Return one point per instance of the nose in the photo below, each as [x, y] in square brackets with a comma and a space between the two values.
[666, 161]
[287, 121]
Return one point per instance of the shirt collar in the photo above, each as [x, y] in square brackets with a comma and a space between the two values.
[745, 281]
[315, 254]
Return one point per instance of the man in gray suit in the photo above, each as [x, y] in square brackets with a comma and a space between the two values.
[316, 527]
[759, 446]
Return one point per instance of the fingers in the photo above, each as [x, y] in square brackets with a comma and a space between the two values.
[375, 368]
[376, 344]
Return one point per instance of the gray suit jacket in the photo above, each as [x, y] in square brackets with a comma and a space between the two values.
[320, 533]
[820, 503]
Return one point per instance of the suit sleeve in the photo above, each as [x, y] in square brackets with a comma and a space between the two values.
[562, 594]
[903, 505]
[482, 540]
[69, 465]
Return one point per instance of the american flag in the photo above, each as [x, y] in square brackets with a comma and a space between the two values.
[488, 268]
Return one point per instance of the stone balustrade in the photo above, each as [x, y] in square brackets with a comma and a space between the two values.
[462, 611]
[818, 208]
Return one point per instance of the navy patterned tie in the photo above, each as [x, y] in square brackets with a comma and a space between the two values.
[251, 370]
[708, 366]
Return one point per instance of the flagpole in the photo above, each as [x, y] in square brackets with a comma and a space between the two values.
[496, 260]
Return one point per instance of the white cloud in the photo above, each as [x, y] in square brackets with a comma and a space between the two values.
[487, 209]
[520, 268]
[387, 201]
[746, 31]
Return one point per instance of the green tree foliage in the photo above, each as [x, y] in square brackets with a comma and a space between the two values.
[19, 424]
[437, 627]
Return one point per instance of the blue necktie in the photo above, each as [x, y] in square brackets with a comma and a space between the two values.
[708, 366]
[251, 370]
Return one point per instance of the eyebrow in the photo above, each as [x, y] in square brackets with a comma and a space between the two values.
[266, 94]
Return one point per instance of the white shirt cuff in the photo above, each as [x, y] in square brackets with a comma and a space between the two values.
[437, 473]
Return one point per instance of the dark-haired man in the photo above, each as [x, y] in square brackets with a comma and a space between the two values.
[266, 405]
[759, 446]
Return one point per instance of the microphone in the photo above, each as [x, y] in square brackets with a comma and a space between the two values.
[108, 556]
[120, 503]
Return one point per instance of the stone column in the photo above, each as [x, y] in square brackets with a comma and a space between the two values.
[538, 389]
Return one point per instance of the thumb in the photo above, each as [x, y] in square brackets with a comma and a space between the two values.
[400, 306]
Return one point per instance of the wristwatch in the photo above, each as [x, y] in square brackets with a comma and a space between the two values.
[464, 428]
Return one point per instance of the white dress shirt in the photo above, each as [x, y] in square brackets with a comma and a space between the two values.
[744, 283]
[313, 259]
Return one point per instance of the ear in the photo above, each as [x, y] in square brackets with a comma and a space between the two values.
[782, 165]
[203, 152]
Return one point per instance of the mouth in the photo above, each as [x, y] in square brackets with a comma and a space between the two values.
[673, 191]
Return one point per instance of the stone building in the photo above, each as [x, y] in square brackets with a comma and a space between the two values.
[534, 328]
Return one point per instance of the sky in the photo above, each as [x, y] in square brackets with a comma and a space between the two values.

#####

## Exercise brief
Find the line that contains "Return one point per instance of the thumb" in the data above. Reproduce it and every later line exactly, through the last one.

## Task solution
Return one point per instance of the thumb in the photo above, each as [x, y] in square brackets with a comma and a space between the two values.
[400, 306]
Return one point per instance of the wristwatch in the photo above, each as [x, y] in square brackets with a comma and a space between the two values.
[464, 428]
Return one point per instance of the white dress shirt in the photo above, each as [x, y] in square brackets with a comma and a space between the two values.
[744, 283]
[313, 259]
Return one point per instance of the ear in the photo above, each as [x, y] in square brackets with a comma and a space between the two values.
[782, 165]
[203, 152]
Return one point per instance of the mouth in the photo above, each as [x, y] in square brackets with a comma and a space between the two values.
[673, 191]
Return one point per instance of the stone building in the photo above, each as [x, y] in square brackets with a comma and a space between the two values.
[534, 328]
Return one point per instance of the sky in the photo above, each as [x, y] in square brackets with a comma and a space between the two values.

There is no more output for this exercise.